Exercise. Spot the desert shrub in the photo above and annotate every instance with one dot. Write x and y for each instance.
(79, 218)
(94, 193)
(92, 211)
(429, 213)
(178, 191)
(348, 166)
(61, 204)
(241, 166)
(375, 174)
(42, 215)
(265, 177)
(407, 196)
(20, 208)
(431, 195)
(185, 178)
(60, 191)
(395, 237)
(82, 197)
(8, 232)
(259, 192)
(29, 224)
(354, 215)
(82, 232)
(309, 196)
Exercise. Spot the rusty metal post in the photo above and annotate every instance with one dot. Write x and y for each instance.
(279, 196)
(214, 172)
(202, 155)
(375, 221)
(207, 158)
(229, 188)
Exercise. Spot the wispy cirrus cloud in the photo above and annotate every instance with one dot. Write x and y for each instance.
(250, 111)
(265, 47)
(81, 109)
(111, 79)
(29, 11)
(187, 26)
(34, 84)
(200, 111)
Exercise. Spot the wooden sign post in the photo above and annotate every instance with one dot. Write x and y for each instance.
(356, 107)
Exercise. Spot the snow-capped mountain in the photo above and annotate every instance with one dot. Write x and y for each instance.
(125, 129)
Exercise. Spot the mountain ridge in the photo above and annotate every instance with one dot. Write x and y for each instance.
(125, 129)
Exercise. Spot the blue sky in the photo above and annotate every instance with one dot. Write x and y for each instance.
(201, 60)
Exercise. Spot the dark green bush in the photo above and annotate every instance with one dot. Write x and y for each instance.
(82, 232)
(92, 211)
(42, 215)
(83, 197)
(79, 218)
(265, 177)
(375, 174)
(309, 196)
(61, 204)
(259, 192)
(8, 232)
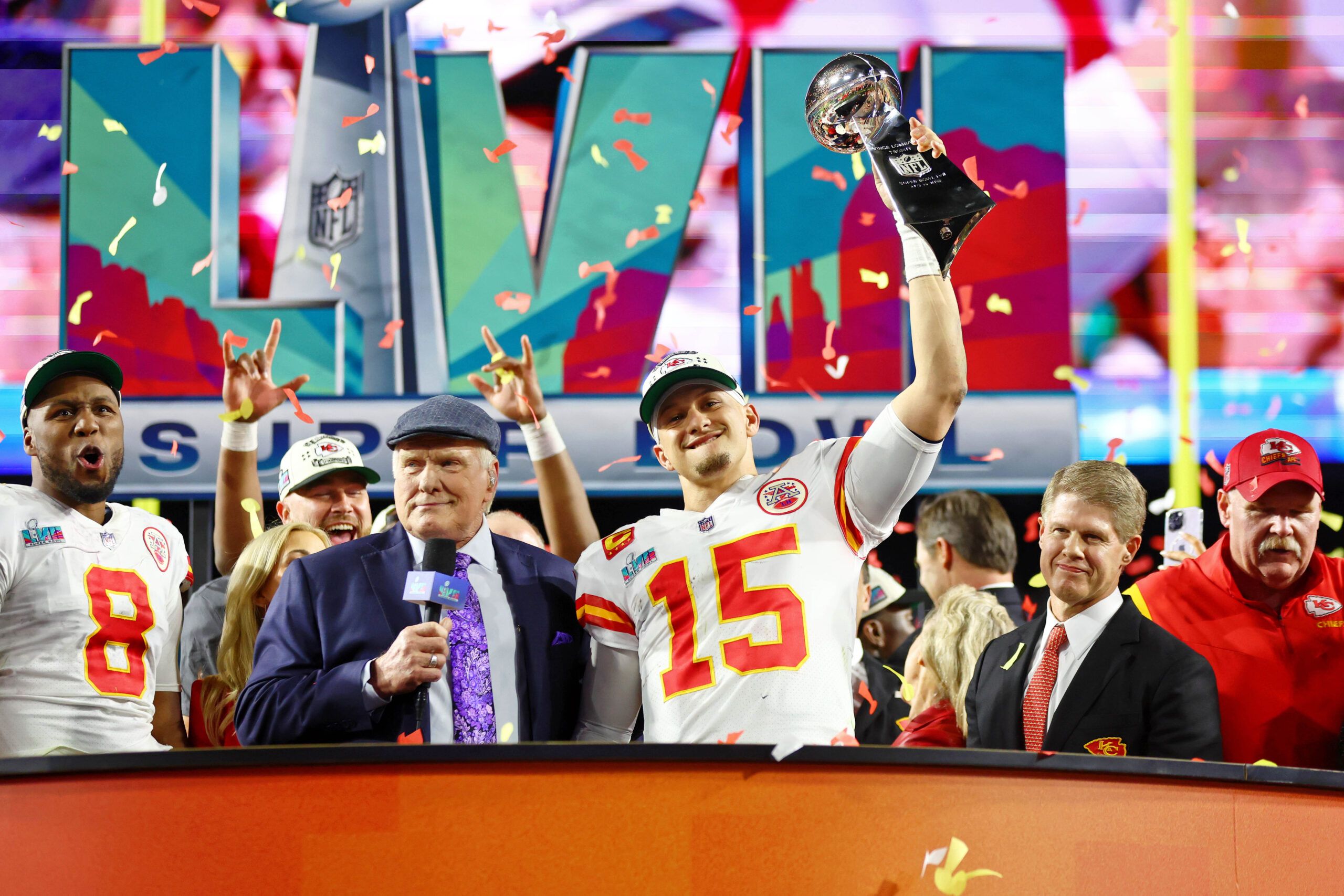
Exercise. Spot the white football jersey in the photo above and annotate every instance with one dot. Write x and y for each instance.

= = =

*TASK TO CARRY OUT:* Give the data again exactly. Keep the images out.

*WRITTEN ANSWER:*
Exercise. Spot the desert shrub in the photo above and annotate every instance with one dot. Write x and y for each instance.
(79, 218)
(94, 193)
(92, 211)
(429, 213)
(178, 191)
(348, 166)
(61, 204)
(241, 166)
(375, 174)
(42, 215)
(265, 177)
(407, 196)
(20, 208)
(431, 195)
(185, 178)
(60, 191)
(395, 237)
(82, 197)
(8, 232)
(259, 192)
(29, 224)
(354, 215)
(82, 232)
(309, 196)
Exercise. Spot the rusty metal post in the photo above and annotate every instance with one dot. Write x and y for each instance.
(279, 196)
(214, 172)
(202, 155)
(375, 221)
(207, 158)
(229, 188)
Exercise. Spot the wispy cirrus cloud in the photo above and annotate every instance with one dot. Write x and y for each instance.
(250, 111)
(265, 47)
(81, 109)
(111, 79)
(29, 11)
(187, 26)
(34, 84)
(200, 111)
Exercise. Spot the wooden sign post in the photo above and annotate every instance with one dot. Write x and y for each instance.
(356, 107)
Exercise. Spot the snow-capped mountain in the photo above and annotate every instance with one dot. Write x and y for each instance.
(125, 129)
Exercise. Spot the mountain ridge in the photo above and annotate every instance with one dot. Write x and y for each instance.
(125, 129)
Exercise. Spot the blue sky in the photo above and annotate every instance with one dot. Write x and y for each instance.
(201, 60)
Exercise. Spot the dark green bush in the photo above and annotate every instance with one dot. Write x and y for each instance.
(82, 232)
(92, 211)
(42, 215)
(83, 197)
(79, 218)
(265, 177)
(375, 174)
(309, 196)
(61, 204)
(259, 192)
(8, 232)
Exercise. Spot the white football jersey in the photo above and annotate every instance with one dot. Write x and y for each instance.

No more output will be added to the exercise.